:: Data extracts
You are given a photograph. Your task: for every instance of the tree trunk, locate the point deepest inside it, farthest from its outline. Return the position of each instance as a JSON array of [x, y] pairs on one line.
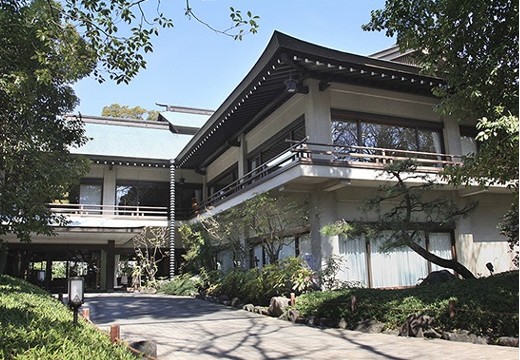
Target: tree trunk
[[450, 264]]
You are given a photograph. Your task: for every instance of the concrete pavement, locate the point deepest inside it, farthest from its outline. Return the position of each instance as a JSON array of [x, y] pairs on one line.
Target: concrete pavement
[[186, 328]]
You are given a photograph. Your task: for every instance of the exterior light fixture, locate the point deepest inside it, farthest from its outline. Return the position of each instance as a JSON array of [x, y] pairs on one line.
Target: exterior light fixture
[[76, 295], [291, 85]]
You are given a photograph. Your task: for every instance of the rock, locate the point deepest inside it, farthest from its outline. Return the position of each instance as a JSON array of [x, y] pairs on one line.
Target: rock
[[293, 316], [415, 325], [310, 320], [324, 322], [507, 341], [248, 307], [342, 323], [223, 298], [463, 336], [235, 302], [436, 277], [262, 310], [278, 305], [369, 326], [147, 347]]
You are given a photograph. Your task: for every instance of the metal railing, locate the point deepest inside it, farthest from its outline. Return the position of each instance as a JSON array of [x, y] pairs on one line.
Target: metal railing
[[336, 155], [363, 156], [109, 210]]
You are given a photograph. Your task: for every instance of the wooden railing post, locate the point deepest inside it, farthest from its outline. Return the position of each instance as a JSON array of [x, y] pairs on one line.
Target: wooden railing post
[[452, 308], [115, 333]]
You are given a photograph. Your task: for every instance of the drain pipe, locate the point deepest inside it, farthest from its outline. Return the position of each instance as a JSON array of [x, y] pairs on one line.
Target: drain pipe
[[172, 218]]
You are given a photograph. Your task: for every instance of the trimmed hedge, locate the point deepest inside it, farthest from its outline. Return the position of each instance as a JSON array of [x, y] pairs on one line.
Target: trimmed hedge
[[34, 325], [486, 306]]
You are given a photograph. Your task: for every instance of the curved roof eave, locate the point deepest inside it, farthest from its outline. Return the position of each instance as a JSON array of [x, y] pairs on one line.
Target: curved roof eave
[[298, 54]]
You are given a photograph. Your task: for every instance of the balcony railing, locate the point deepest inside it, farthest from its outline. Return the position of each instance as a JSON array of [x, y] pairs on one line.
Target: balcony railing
[[370, 157], [304, 152], [109, 210]]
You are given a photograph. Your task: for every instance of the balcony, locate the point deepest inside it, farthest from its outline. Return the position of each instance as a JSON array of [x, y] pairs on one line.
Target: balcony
[[307, 153], [110, 211]]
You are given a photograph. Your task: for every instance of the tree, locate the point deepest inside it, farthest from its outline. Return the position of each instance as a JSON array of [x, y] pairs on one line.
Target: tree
[[149, 246], [46, 46], [36, 70], [410, 215], [126, 112], [473, 46], [270, 218]]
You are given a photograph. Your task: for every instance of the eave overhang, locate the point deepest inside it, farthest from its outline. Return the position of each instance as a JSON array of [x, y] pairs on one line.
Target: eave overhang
[[263, 90]]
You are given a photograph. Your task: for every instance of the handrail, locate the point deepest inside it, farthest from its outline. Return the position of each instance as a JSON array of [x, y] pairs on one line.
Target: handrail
[[305, 151], [117, 210]]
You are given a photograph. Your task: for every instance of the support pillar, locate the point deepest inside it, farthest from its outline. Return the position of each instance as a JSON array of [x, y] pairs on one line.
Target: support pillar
[[110, 267]]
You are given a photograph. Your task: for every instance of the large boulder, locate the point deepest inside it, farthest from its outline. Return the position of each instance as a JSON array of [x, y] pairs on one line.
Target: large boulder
[[369, 326], [278, 305], [436, 277], [416, 325]]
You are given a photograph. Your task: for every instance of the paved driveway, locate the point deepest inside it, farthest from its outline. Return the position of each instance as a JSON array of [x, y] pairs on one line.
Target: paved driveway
[[186, 328]]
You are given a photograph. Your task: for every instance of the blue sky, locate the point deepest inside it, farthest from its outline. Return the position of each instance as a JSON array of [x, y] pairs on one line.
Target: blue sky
[[193, 66]]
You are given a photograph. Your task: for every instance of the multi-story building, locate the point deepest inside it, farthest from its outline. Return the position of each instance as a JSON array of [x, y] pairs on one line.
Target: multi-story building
[[316, 124], [320, 125], [126, 190]]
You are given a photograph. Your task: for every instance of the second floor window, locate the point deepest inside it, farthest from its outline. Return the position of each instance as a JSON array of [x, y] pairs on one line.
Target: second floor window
[[386, 136], [132, 193]]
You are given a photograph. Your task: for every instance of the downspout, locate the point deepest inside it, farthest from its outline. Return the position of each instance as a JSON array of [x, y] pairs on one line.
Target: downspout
[[172, 218]]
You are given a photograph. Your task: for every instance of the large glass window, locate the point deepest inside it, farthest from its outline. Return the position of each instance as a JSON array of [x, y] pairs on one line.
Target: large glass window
[[378, 134], [276, 145], [129, 193], [90, 191], [399, 267]]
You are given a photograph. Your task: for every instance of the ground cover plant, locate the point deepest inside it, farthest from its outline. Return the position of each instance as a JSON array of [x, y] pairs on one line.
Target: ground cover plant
[[485, 306], [34, 325]]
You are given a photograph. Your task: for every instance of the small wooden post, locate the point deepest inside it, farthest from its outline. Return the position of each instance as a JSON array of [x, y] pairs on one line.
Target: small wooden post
[[114, 333], [86, 313], [452, 308]]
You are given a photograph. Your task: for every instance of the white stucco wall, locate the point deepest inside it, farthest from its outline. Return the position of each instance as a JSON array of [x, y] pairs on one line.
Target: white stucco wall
[[478, 240]]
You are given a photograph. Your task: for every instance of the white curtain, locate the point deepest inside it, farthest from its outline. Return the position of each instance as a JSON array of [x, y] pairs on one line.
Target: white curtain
[[400, 267], [258, 256], [288, 249], [354, 267], [440, 245], [90, 194]]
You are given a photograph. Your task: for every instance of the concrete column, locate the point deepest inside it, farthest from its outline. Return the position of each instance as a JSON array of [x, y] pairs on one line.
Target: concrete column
[[204, 188], [452, 137], [322, 212], [317, 113], [109, 187], [110, 265], [242, 157]]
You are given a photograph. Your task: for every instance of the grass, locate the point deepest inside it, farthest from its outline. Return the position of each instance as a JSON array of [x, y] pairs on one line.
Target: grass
[[34, 325]]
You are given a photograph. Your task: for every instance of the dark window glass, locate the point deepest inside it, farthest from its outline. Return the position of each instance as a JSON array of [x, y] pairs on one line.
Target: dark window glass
[[142, 194]]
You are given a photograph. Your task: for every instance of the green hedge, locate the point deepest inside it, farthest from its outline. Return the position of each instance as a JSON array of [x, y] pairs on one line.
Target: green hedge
[[486, 306], [34, 325]]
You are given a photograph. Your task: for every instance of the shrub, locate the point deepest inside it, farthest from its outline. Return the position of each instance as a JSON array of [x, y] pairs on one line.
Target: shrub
[[487, 306], [258, 286], [33, 325]]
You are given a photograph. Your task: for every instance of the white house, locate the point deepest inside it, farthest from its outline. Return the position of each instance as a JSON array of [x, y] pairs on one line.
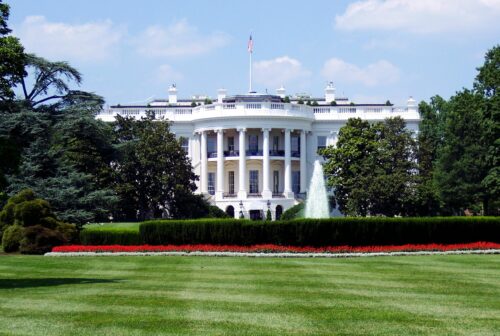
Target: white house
[[256, 152]]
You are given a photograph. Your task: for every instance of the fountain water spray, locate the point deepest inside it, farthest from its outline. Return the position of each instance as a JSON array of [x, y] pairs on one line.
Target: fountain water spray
[[317, 198]]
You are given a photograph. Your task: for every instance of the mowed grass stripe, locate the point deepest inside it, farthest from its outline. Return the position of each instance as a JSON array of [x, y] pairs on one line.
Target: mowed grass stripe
[[435, 295]]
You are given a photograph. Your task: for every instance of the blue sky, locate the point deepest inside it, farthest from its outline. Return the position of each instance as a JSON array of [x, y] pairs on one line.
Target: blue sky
[[373, 50]]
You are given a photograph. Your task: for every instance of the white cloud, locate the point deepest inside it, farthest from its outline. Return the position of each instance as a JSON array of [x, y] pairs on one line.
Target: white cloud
[[381, 72], [177, 40], [421, 16], [278, 71], [167, 74], [92, 41]]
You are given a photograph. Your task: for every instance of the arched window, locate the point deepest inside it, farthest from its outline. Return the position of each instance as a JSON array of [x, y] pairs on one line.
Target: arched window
[[230, 211], [279, 212]]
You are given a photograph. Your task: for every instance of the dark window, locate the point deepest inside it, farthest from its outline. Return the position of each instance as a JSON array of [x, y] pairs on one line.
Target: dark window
[[230, 211], [321, 142], [253, 143], [254, 181], [296, 182], [276, 181], [279, 212], [211, 183], [231, 182], [230, 144]]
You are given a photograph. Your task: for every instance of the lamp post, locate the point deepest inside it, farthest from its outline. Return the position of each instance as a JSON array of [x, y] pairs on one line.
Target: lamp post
[[241, 210]]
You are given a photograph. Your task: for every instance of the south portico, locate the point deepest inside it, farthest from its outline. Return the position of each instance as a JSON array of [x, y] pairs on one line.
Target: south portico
[[249, 169]]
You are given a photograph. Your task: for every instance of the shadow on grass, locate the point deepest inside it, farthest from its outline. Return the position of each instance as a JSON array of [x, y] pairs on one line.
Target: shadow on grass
[[45, 282]]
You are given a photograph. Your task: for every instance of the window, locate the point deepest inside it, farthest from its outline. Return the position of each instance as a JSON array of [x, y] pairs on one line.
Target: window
[[276, 181], [253, 143], [295, 144], [296, 181], [185, 144], [231, 182], [321, 142], [254, 181], [211, 146], [211, 183], [276, 143], [230, 144]]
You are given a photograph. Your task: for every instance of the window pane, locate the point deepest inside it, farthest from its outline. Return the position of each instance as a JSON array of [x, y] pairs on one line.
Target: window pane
[[254, 181], [231, 182], [211, 183]]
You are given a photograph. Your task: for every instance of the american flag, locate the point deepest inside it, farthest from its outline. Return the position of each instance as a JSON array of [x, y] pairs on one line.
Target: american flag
[[250, 44]]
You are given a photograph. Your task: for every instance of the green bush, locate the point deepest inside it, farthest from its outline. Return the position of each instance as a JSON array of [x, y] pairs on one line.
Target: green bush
[[216, 212], [324, 232], [39, 240], [40, 224], [110, 237], [12, 238], [293, 212]]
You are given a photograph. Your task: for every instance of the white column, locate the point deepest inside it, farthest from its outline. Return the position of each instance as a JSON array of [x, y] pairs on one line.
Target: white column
[[303, 163], [220, 164], [288, 165], [266, 190], [242, 193], [333, 139], [204, 163]]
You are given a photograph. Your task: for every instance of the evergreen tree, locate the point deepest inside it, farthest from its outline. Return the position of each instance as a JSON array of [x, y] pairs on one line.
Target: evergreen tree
[[152, 169]]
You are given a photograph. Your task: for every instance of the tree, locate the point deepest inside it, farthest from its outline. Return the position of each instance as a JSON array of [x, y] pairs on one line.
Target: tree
[[430, 139], [51, 81], [152, 169], [12, 58], [349, 166], [393, 183], [373, 168], [486, 84], [460, 167]]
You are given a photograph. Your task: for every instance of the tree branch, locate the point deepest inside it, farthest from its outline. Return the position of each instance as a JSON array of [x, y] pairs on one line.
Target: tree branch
[[45, 99]]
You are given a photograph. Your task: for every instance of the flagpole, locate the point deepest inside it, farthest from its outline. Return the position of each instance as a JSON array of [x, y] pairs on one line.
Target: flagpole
[[250, 72]]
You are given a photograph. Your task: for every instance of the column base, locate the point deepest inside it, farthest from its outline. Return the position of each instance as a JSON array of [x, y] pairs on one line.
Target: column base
[[267, 194], [219, 195]]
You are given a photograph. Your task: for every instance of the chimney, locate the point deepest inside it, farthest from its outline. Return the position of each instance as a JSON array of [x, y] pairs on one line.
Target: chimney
[[329, 93], [281, 92], [221, 94], [172, 94]]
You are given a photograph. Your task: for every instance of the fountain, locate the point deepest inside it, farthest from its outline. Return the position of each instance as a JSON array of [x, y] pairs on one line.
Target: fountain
[[317, 199]]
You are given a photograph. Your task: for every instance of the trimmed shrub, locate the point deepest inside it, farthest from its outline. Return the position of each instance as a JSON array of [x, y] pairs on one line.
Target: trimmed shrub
[[216, 212], [39, 240], [293, 212], [12, 238], [324, 232], [110, 237]]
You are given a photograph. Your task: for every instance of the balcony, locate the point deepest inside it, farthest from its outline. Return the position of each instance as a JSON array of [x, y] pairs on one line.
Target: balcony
[[231, 153], [253, 152], [277, 152]]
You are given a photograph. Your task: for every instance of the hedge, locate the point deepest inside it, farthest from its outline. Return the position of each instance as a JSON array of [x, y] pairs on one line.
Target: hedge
[[110, 237], [323, 232]]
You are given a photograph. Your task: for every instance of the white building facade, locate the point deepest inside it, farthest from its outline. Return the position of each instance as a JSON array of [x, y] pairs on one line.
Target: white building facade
[[256, 152]]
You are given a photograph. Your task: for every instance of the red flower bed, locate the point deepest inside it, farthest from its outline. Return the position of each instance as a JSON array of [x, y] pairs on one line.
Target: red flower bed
[[270, 248]]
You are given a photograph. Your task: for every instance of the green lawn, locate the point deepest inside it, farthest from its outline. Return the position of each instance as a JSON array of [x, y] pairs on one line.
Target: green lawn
[[431, 295]]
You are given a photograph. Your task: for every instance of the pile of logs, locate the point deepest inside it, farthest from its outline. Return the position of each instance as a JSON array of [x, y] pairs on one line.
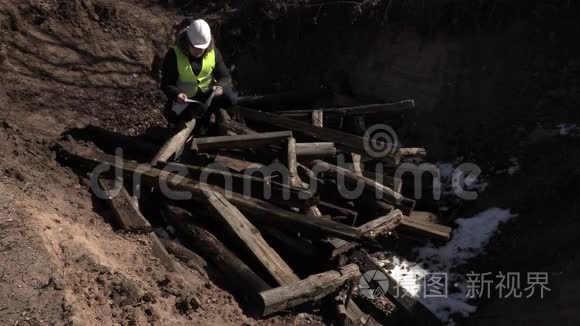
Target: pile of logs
[[276, 242]]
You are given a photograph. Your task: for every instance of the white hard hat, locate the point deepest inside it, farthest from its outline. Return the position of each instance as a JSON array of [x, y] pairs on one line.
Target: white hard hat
[[199, 34]]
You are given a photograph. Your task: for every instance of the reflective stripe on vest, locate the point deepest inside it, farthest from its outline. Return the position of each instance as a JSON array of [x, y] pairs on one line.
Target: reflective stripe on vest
[[188, 82]]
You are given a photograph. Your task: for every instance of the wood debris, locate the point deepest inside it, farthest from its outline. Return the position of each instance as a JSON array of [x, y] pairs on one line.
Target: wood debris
[[259, 202]]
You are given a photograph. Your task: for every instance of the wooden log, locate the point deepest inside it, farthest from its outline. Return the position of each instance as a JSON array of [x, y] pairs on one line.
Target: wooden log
[[382, 225], [425, 217], [392, 182], [294, 244], [395, 107], [420, 314], [350, 142], [250, 238], [387, 194], [259, 210], [425, 229], [313, 288], [238, 275], [372, 229], [234, 163], [292, 98], [127, 215], [261, 188], [228, 126], [248, 141], [174, 144], [316, 149], [190, 258], [412, 152], [292, 163], [318, 118]]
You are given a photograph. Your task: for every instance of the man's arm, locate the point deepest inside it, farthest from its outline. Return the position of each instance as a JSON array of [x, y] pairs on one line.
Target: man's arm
[[170, 75]]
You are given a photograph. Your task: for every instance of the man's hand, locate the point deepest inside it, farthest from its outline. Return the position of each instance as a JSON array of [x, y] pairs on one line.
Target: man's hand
[[218, 90], [181, 98]]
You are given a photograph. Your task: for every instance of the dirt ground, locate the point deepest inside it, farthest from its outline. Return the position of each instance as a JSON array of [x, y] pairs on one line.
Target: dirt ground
[[67, 64], [72, 63]]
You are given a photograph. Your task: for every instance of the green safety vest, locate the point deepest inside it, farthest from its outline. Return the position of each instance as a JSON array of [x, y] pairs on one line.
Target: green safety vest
[[188, 82]]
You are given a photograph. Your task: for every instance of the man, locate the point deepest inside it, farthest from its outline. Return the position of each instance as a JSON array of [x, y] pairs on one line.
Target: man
[[192, 70]]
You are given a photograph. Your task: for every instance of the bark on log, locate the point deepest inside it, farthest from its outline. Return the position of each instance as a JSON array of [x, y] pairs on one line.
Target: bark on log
[[190, 258], [247, 184], [248, 141], [350, 142], [250, 238], [371, 230], [127, 215], [238, 275], [313, 288], [397, 293], [174, 144], [395, 107], [228, 126], [388, 194], [294, 244], [159, 251], [412, 152], [316, 149], [318, 118], [293, 98], [425, 229]]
::::
What is needed: The lines from the beginning of the listing above through the line holding "the rock, locate" are to be duplicated exactly, and the pictures omitted.

Output of the task:
You are given a photograph. Your task: for every instance of the tree trunk, locate the point deepest inside it, farthest from its outline. Return the position of each instance as a JSON array of [x, y] pairs on one line.
Target: tree trunk
[[450, 264]]
You are given a photograph. Your task: for every instance of the concrete pavement, locate the point deepest inside it, farthest from its outline. Return the position of each instance as a JSON array of [x, y] pairs on one line.
Target: concrete pavement
[[186, 328]]
You are given a photograph. Your task: for every instance of the exterior light fixture, locate the point deepest inside it, farthest from its outline. Return the position of each instance as a JSON array of [x, y] pairs on one line.
Target: exterior light fixture
[[76, 295], [291, 85]]
You are given a photograph. Your task: for every instance of the rock, locate the point deepest inside it, farthest from its outline. Return the position of each instance as a JSON array of [x, y] pairs on one line.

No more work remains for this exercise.